What is required.
Answer these questions from the article on the FDA and medical marijuana:
1. What percentage of Americans favor legalizing marijuana, according to Pew Research Center polls?
2. In what month did the DEA reject petitions to reschedule marijuana?
3. At what schedule did the FDA conclude marijuana should remain?

Excerpt to read.
○ ○ ○
FDA Suggests More Research be Done to Look Into Potential Medical Marijuana Uses

This November, voters in four states will decide on whether to legalize medical marijuana. According to an article by Business Insider, should the measures pass, federal lawmakers would be forced to rectify marijuana’s current, albeit restrictive, laws. Currently, marijuana is considered a Schedule I controlled substance, which categorizes it with heroin and LSD. According to polls done by the Pew Research Center, however, 57% of Americans favor the legalization of marijuana.

Furthermore, some federal lawmakers firmly believe that cannabis has no medical purposes, despite the fact that nearly half of the U.S. has passed medical marijuana laws over the years. Back in August, the Drug Enforcement Administration (DEA) rejected petitions encouraging the rescheduling of marijuana, which would have opened the doors to conduct scientific research on cannabis. In light of these efforts, the DEA ruled that marijuana “has no currently accepted medical use,” and a “high potential for abuse.”

FDA’s Findings

A year prior to the DEA’s ruling, the U.S. Food and Drug Administration was asked to provide explanation as to whether marijuana is and should be considered medicine. In their findings, the FDA concluded that marijuana is not a gateway drug, it does not link to mental illness, and does not have a direct effect on IQ, immediate memory, delayed memory, and information-processing speeds for adults.

At the end of their research, the FDA concluded that while marijuana should remain at Schedule I, “more research should be conducted to look into potential medical uses of marijuana and its derivatives.” For now, the only sure way to revisit the idea of rescheduling marijuana is for Congress to address the issue head on.
○ ○ ○
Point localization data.

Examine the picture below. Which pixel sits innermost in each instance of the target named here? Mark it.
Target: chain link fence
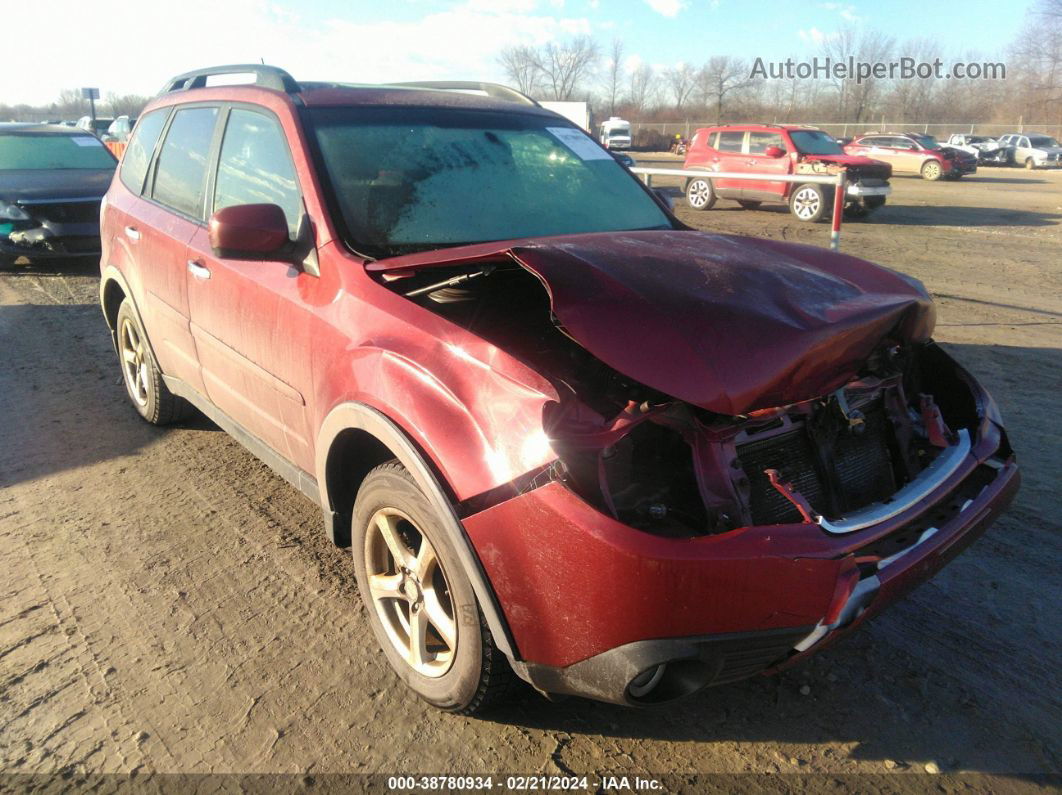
(658, 136)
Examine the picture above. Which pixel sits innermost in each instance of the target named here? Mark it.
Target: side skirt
(301, 480)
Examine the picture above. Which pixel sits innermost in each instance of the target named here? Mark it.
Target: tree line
(723, 87)
(71, 106)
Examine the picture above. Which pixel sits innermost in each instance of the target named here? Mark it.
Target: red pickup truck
(775, 150)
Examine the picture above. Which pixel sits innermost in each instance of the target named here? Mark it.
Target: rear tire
(700, 193)
(808, 203)
(420, 601)
(140, 374)
(931, 171)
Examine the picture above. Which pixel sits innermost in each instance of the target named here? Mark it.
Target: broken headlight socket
(12, 212)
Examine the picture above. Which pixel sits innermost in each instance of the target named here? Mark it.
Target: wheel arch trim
(359, 416)
(110, 275)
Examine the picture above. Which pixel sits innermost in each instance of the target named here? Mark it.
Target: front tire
(931, 171)
(420, 601)
(808, 203)
(700, 193)
(140, 374)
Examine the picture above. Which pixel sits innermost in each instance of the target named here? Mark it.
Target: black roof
(17, 126)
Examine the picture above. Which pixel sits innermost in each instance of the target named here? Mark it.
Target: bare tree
(719, 78)
(565, 66)
(643, 88)
(129, 104)
(521, 67)
(1038, 56)
(681, 82)
(614, 75)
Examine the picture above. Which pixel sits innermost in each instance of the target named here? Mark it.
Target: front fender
(359, 416)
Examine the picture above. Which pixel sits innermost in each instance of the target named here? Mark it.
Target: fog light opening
(645, 683)
(666, 681)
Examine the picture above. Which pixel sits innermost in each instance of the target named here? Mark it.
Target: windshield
(927, 141)
(46, 151)
(408, 179)
(815, 142)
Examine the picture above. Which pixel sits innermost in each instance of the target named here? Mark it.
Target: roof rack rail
(494, 90)
(267, 76)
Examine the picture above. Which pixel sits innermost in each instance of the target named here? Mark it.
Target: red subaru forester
(565, 435)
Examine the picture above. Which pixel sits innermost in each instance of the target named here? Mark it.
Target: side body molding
(358, 416)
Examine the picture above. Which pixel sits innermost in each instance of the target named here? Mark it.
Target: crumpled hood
(726, 323)
(846, 159)
(41, 185)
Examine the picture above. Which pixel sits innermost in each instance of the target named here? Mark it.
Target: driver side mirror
(250, 231)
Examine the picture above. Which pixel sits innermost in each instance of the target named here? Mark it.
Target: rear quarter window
(730, 141)
(181, 172)
(759, 141)
(140, 148)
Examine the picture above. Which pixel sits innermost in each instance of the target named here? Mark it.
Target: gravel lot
(167, 604)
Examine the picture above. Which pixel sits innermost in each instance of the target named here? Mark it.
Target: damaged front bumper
(859, 190)
(50, 240)
(634, 619)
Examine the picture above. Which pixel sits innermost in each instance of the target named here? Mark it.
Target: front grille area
(66, 212)
(792, 455)
(852, 471)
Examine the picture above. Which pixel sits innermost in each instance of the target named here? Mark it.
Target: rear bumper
(592, 603)
(859, 191)
(52, 241)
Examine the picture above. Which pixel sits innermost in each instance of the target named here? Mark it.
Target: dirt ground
(167, 604)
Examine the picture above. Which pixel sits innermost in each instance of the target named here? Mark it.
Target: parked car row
(512, 379)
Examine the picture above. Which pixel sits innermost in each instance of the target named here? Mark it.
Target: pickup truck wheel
(700, 194)
(931, 171)
(143, 381)
(809, 203)
(420, 602)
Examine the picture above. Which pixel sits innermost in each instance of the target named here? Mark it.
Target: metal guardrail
(839, 183)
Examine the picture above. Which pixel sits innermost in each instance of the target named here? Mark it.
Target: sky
(134, 46)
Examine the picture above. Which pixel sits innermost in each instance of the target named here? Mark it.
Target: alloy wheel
(135, 362)
(410, 592)
(699, 193)
(806, 203)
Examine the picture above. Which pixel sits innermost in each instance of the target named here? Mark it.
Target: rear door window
(256, 168)
(759, 141)
(140, 148)
(181, 172)
(730, 141)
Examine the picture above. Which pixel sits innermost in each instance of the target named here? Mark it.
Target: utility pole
(91, 94)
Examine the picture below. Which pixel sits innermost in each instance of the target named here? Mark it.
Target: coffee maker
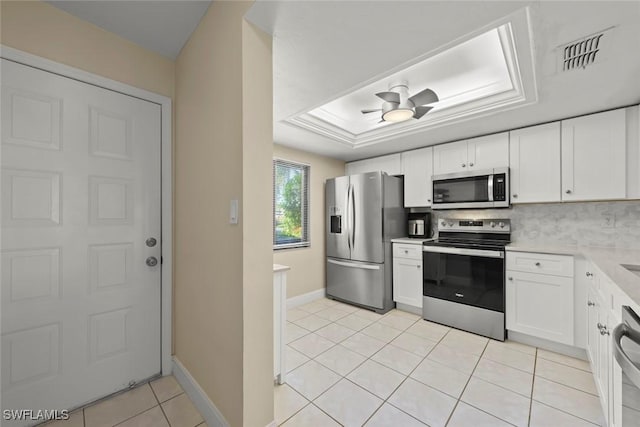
(419, 225)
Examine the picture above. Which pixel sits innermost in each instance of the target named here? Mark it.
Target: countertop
(410, 240)
(608, 260)
(278, 268)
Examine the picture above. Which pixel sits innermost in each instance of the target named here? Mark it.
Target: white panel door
(488, 152)
(417, 168)
(594, 157)
(80, 196)
(535, 164)
(450, 158)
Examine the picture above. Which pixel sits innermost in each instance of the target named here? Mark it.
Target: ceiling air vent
(583, 52)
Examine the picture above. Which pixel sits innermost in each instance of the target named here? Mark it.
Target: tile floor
(352, 367)
(161, 403)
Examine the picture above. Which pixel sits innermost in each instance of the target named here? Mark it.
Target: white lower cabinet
(540, 304)
(407, 274)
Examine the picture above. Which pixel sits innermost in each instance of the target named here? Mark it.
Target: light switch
(233, 212)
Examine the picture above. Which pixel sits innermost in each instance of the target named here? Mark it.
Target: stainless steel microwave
(488, 188)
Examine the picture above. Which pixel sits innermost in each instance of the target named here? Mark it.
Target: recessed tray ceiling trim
(488, 96)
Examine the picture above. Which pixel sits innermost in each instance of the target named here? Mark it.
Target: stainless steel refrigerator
(363, 213)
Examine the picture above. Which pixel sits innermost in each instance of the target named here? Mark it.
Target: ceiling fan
(398, 106)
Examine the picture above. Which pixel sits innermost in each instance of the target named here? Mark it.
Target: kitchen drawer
(557, 265)
(407, 251)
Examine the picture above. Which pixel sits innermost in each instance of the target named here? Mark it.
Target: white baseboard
(567, 350)
(210, 413)
(306, 298)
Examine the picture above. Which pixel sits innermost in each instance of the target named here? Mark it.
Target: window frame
(305, 204)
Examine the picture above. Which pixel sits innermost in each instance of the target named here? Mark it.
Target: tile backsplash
(566, 223)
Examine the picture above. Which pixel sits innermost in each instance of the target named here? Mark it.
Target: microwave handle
(490, 187)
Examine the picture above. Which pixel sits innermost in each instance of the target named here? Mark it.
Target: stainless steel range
(463, 271)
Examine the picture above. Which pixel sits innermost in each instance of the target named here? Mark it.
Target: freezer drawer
(358, 282)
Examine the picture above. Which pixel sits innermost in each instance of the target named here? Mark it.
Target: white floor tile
(388, 416)
(512, 379)
(354, 322)
(311, 416)
(465, 342)
(428, 330)
(331, 314)
(545, 416)
(293, 358)
(422, 402)
(565, 360)
(335, 333)
(311, 345)
(414, 344)
(296, 314)
(311, 379)
(567, 399)
(564, 374)
(312, 322)
(349, 404)
(363, 344)
(513, 358)
(467, 416)
(441, 377)
(398, 359)
(376, 378)
(463, 362)
(397, 321)
(497, 401)
(286, 402)
(340, 359)
(293, 332)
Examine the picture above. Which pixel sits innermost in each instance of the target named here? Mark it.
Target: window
(290, 204)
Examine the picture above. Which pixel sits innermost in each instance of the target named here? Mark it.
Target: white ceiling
(161, 26)
(324, 49)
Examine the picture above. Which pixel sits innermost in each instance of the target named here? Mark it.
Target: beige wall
(307, 272)
(41, 29)
(223, 272)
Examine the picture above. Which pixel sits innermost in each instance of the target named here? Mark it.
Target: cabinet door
(417, 167)
(407, 281)
(449, 158)
(534, 159)
(488, 152)
(594, 157)
(540, 305)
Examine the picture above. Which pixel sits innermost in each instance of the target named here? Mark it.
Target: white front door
(80, 197)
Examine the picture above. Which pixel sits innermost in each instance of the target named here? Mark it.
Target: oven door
(626, 349)
(468, 276)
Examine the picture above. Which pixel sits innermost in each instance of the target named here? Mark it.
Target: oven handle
(629, 368)
(463, 251)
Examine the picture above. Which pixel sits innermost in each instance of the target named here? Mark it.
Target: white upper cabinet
(449, 158)
(389, 164)
(486, 152)
(417, 167)
(594, 157)
(535, 164)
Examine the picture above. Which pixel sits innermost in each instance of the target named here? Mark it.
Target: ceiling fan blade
(421, 111)
(427, 96)
(389, 96)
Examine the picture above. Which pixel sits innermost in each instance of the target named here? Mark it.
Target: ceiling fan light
(398, 115)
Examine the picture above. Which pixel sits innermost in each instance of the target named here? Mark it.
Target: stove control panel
(475, 225)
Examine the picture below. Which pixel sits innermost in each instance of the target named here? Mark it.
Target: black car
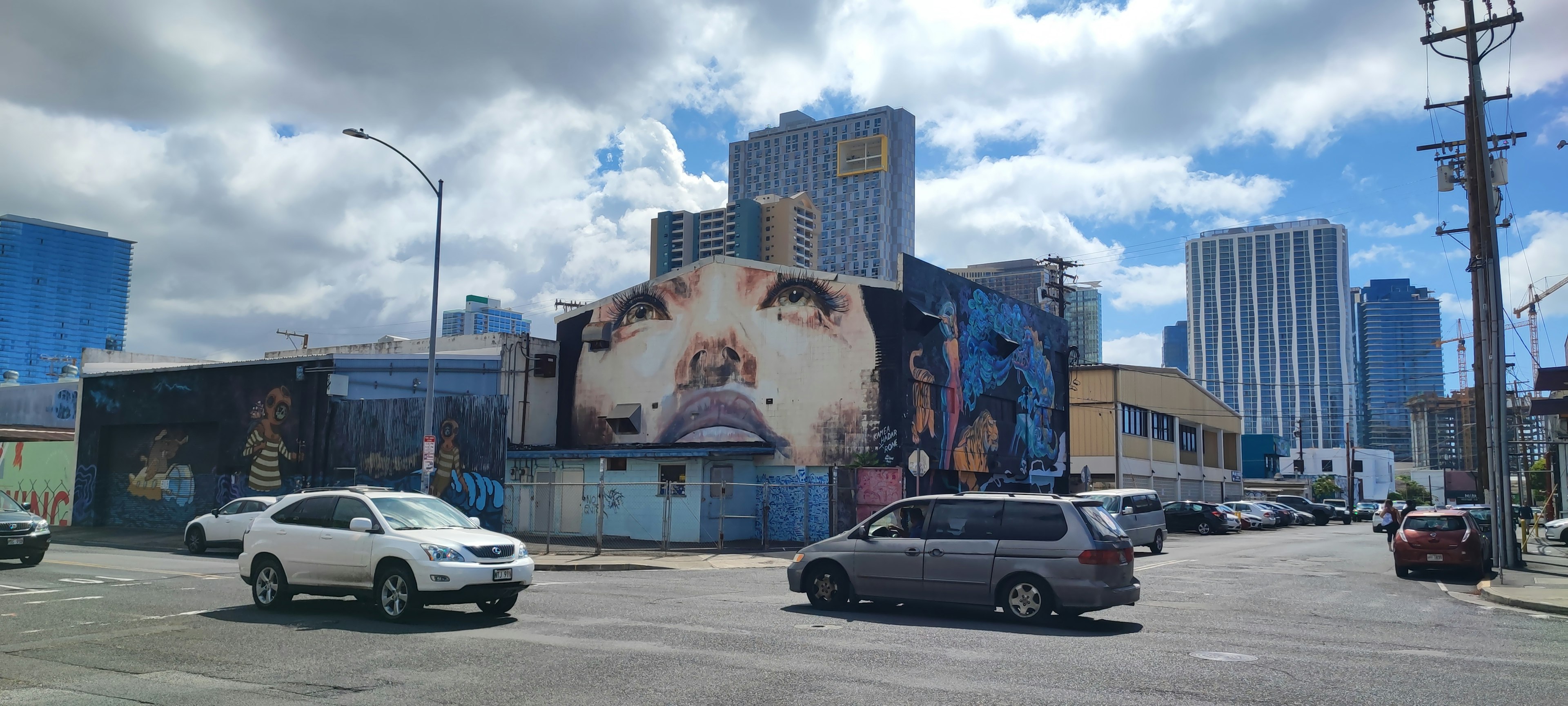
(1321, 514)
(22, 534)
(1203, 518)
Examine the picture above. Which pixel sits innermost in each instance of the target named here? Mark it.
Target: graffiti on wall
(985, 385)
(379, 443)
(40, 473)
(728, 353)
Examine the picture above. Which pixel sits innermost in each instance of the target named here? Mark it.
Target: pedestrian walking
(1390, 523)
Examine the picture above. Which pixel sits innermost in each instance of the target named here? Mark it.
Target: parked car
(225, 526)
(1264, 514)
(1139, 514)
(22, 534)
(399, 551)
(1440, 540)
(1203, 518)
(1556, 531)
(1245, 520)
(1319, 512)
(1029, 554)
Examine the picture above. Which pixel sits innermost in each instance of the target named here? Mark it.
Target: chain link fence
(582, 518)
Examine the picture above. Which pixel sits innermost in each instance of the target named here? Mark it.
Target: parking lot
(1319, 608)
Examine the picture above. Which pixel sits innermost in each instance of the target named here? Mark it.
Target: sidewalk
(172, 542)
(1542, 586)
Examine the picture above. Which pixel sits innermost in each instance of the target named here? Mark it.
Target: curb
(1544, 608)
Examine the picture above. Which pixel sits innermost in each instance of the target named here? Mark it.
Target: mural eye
(642, 311)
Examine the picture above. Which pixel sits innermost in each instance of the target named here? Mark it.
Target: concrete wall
(41, 473)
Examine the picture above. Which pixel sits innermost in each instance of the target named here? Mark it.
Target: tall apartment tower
(62, 289)
(1174, 347)
(1396, 325)
(857, 168)
(482, 314)
(1271, 327)
(771, 228)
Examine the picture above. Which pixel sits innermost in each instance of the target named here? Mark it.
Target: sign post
(429, 467)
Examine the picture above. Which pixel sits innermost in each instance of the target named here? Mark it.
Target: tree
(1325, 487)
(1415, 492)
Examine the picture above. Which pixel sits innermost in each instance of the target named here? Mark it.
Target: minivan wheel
(1026, 598)
(397, 597)
(270, 588)
(196, 540)
(829, 589)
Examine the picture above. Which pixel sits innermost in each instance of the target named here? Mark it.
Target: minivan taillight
(1106, 556)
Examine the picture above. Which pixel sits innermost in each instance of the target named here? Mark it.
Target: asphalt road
(1319, 608)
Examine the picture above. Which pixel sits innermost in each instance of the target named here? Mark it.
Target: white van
(1139, 512)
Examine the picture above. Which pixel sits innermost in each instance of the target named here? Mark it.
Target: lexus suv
(397, 551)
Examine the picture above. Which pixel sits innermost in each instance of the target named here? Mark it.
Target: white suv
(396, 550)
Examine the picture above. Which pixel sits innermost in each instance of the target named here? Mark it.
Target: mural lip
(719, 410)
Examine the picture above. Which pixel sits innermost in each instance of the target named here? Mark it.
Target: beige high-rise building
(789, 230)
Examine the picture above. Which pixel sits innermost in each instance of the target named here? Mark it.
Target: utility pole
(1473, 168)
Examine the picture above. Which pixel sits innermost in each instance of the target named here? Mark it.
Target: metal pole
(598, 520)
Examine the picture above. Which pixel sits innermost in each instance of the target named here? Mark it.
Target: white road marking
(62, 600)
(33, 592)
(1164, 564)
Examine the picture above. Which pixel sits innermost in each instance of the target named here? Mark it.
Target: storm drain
(1225, 657)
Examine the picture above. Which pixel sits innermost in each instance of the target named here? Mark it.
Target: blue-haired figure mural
(1000, 418)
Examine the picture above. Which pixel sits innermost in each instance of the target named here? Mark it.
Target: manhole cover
(1225, 657)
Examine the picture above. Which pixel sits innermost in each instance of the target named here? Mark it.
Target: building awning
(1551, 379)
(650, 451)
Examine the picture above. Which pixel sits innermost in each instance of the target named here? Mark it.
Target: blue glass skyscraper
(62, 289)
(1398, 325)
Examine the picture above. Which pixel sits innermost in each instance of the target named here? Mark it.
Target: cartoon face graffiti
(713, 346)
(265, 445)
(448, 460)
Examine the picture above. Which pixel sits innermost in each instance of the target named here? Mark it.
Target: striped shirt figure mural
(265, 445)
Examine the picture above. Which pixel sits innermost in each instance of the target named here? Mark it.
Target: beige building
(789, 230)
(1153, 427)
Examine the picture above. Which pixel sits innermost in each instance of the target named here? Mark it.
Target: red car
(1439, 540)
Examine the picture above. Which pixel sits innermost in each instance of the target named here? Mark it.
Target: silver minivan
(1139, 512)
(1031, 554)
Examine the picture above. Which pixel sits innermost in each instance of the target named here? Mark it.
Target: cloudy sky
(211, 136)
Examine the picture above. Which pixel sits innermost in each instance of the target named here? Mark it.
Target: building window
(1163, 427)
(1134, 421)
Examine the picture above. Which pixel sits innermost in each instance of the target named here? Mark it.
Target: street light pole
(435, 319)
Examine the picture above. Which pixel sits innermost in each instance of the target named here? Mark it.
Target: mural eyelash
(830, 297)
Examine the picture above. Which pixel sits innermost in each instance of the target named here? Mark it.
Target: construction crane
(1459, 327)
(1529, 305)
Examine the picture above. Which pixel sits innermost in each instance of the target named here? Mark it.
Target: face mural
(705, 352)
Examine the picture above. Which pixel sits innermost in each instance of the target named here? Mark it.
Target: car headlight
(438, 553)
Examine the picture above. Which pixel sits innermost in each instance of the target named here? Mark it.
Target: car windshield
(1440, 523)
(1101, 523)
(1109, 503)
(419, 514)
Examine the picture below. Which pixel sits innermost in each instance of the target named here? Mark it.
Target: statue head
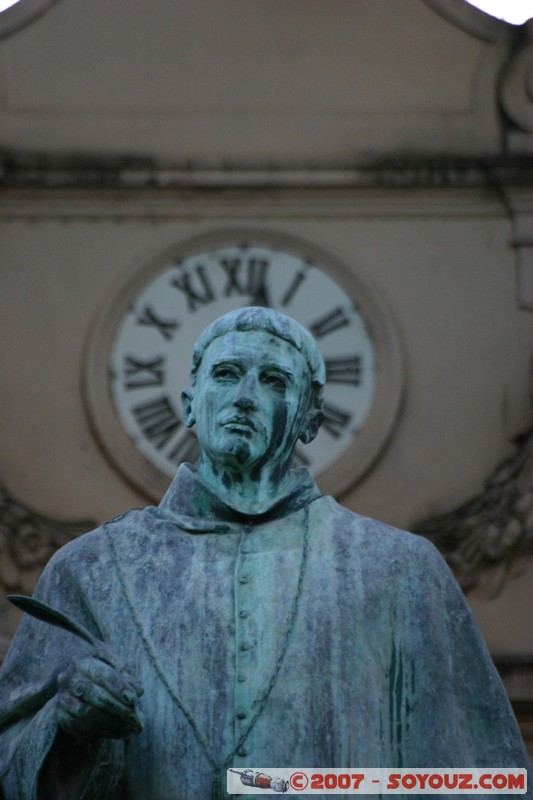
(257, 388)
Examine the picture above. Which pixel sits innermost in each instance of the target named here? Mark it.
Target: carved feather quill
(46, 613)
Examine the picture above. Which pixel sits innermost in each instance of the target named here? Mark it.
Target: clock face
(151, 329)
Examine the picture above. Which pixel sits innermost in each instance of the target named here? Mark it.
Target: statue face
(251, 399)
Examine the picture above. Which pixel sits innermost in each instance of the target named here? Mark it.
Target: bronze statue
(246, 622)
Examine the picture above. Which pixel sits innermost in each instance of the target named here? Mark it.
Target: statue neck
(248, 492)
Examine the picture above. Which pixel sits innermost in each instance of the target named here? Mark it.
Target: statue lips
(240, 424)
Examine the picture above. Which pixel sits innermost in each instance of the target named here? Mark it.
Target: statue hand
(95, 699)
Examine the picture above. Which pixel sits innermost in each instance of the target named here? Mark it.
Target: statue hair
(255, 318)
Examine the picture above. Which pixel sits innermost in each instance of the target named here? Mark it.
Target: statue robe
(379, 665)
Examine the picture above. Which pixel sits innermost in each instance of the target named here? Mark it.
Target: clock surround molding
(367, 446)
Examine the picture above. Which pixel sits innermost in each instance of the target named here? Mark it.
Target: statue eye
(224, 373)
(275, 381)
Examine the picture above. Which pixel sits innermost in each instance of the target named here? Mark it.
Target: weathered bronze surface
(260, 624)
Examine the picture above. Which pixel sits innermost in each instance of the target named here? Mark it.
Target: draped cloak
(350, 637)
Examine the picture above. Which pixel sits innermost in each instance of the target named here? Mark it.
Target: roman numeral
(140, 373)
(187, 449)
(246, 278)
(157, 420)
(344, 370)
(166, 328)
(195, 286)
(335, 420)
(293, 288)
(329, 323)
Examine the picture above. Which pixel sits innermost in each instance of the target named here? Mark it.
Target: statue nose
(246, 395)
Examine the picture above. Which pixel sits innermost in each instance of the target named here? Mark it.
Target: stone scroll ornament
(27, 541)
(486, 539)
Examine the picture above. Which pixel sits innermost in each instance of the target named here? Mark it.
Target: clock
(138, 357)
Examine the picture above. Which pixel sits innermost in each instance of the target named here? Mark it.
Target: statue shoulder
(376, 538)
(92, 547)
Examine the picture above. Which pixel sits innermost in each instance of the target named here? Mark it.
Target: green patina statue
(247, 621)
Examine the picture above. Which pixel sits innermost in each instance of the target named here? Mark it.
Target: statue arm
(37, 759)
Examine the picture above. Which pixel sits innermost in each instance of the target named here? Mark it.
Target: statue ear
(187, 399)
(312, 425)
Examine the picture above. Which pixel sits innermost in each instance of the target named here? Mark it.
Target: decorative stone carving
(516, 92)
(27, 541)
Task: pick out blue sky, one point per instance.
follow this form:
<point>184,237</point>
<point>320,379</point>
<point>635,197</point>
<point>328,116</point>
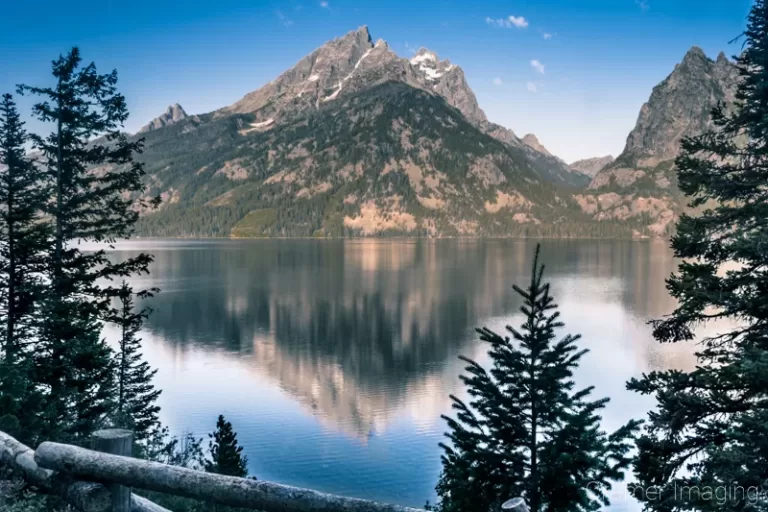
○ ○ ○
Answer box.
1. 57%
2. August
3. Schedule I